United Kingdom: House prices shows signs of life in June
June 30, 2017
According to the Nationwide Building Society (NBS), house prices in the United Kingdom rose 1.1% in June compared to the previous month in seasonally adjusted terms, stopping a rot of three consecutive monthly price declines and contrasting May’s 0.2% fall. On an annual basis, house prices rose 3.1% in June, up from 2.1% in May, thus returning to the 3.0%-6.0% range observed in recent years. The average house price in June was GBP 211,301 (June 2016: GBP 204,368).
The uptick in house prices comes despite an ongoing squeeze on consumers, who are feeling the full force of meager wage growth. Although at this juncture it is difficult to read too much into one month’s figures, June’s rise could be a result of rock-bottom unemployment and low mortgage rates, or a symptom of the very limited number of homes on the market. Looking at figures for Q2 as a whole, there was a notable slowdown in annual house price growth across virtually all regions of the country, while the gap between the fastest and slowest growing regions was the lowest on record. This is partly a result of a slowdown in the South East, which has until recently observed sustained price rises. London’s property market in particular is finally cooling following a spectacular bubble which has seen average house prices shoot up by over 50% since 2012.
Looking ahead, demand looks set to be sluggish, as consumers’ purchasing power withers due to the impact of higher inflation and subdued nominal wage growth. At the same time, the longstanding problem of a lack of housing supply is unlikely to disappear any time soon, which should prop up prices, leading to a mild price rise for 2017 as a whole.

******

• [Questions on the material]:
**A)** Please copy the house price report from "The uptick in" to "50% since 2012.".
**B)** Translate this sentence from the house price report into Spanish: "The average house price in June was GBP 211,301 (June 2016: GBP 204,368)."
The lines after the house price report are separate material.

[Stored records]
******

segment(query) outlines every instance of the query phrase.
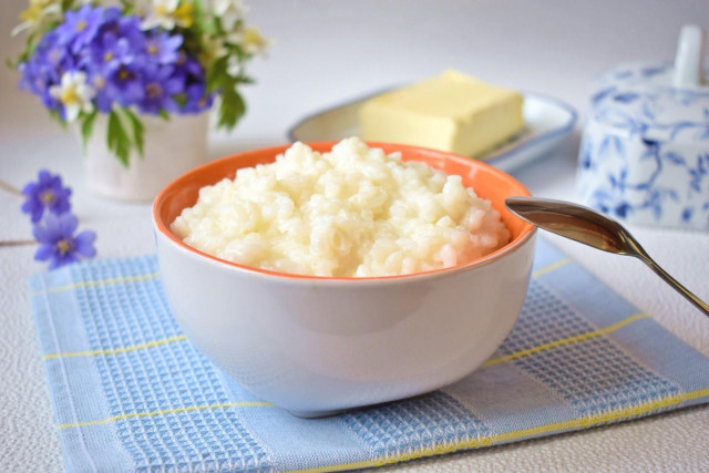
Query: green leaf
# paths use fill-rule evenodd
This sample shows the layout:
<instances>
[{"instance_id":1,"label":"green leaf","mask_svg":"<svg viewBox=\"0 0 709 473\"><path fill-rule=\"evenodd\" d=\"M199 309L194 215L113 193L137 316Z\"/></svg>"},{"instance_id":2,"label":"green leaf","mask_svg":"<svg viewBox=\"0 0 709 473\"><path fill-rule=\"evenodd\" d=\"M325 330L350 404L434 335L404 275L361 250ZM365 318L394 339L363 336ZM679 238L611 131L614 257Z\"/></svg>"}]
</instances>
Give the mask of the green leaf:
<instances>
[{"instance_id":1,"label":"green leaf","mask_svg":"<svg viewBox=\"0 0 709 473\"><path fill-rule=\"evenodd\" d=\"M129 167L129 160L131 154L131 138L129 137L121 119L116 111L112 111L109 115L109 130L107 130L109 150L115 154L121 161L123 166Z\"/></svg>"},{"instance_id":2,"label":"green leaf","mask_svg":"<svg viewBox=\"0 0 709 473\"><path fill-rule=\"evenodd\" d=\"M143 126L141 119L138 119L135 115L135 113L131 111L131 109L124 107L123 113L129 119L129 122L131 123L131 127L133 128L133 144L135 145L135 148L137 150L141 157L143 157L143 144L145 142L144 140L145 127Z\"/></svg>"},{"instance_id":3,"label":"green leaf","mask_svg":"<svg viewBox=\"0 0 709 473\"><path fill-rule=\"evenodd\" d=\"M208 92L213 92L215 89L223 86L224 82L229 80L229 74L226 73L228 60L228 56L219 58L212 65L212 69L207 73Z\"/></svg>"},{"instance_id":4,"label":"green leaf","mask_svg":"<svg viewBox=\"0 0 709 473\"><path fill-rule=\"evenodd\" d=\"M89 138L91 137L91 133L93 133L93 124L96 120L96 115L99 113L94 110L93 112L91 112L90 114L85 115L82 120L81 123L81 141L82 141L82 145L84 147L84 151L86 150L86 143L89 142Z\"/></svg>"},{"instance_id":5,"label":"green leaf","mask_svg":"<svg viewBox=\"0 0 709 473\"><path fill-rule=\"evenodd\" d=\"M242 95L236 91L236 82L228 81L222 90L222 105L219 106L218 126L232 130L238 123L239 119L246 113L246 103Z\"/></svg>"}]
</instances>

******

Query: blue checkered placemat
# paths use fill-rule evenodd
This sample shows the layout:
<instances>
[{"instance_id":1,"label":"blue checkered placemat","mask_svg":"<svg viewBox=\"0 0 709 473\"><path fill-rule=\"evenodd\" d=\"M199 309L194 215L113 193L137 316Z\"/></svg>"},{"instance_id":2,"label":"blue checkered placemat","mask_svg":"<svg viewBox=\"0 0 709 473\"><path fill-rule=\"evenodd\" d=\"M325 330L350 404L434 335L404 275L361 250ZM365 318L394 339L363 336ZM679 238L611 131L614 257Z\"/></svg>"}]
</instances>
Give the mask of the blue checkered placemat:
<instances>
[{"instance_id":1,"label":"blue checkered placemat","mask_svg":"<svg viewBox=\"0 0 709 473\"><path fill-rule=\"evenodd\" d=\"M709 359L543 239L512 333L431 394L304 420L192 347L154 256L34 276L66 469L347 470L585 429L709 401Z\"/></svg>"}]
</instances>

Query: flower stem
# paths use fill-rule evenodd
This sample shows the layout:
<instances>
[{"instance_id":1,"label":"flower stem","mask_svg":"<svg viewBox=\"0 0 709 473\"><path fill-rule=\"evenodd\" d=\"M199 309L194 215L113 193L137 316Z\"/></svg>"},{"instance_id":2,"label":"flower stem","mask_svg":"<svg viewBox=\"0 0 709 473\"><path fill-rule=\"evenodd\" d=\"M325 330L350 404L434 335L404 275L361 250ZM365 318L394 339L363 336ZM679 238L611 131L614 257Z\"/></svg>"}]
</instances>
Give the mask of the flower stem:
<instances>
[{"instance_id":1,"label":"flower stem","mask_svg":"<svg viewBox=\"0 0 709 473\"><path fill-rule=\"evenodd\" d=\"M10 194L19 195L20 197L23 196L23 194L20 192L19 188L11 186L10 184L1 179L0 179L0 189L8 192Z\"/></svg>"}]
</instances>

******

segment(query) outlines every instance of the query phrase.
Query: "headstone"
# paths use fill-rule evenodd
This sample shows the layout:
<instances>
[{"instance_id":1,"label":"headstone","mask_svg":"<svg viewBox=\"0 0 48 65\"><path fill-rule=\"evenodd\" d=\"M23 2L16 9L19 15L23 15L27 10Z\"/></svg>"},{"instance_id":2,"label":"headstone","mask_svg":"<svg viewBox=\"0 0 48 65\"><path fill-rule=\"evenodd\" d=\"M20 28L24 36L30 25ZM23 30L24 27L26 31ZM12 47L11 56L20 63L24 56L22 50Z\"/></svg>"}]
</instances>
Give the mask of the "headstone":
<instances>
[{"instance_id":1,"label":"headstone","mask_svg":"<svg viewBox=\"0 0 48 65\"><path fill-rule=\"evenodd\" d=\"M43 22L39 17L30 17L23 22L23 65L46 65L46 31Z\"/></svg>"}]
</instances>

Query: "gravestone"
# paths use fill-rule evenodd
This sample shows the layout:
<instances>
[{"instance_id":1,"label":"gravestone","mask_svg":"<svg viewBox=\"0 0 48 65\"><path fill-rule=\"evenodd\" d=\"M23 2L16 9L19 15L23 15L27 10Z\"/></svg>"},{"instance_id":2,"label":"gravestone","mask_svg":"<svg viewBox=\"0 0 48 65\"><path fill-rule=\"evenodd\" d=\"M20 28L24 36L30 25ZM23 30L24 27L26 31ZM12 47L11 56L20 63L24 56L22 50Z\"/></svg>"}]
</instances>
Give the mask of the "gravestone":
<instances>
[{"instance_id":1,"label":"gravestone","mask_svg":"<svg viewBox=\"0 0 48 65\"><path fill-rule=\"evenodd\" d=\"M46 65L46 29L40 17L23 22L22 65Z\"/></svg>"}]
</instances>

******

• [Exercise answers]:
**A)**
The uptick in house prices comes despite an ongoing squeeze on consumers, who are feeling the full force of meager wage growth. Although at this juncture it is difficult to read too much into one month’s figures, June’s rise could be a result of rock-bottom unemployment and low mortgage rates, or a symptom of the very limited number of homes on the market. Looking at figures for Q2 as a whole, there was a notable slowdown in annual house price growth across virtually all regions of the country, while the gap between the fastest and slowest growing regions was the lowest on record. This is partly a result of a slowdown in the South East, which has until recently observed sustained price rises. London’s property market in particular is finally cooling following a spectacular bubble which has seen average house prices shoot up by over 50% since 2012.

**B)** El precio medio de la vivienda en junio fue de 211.301 GBP (junio de 2016: 204.368 GBP).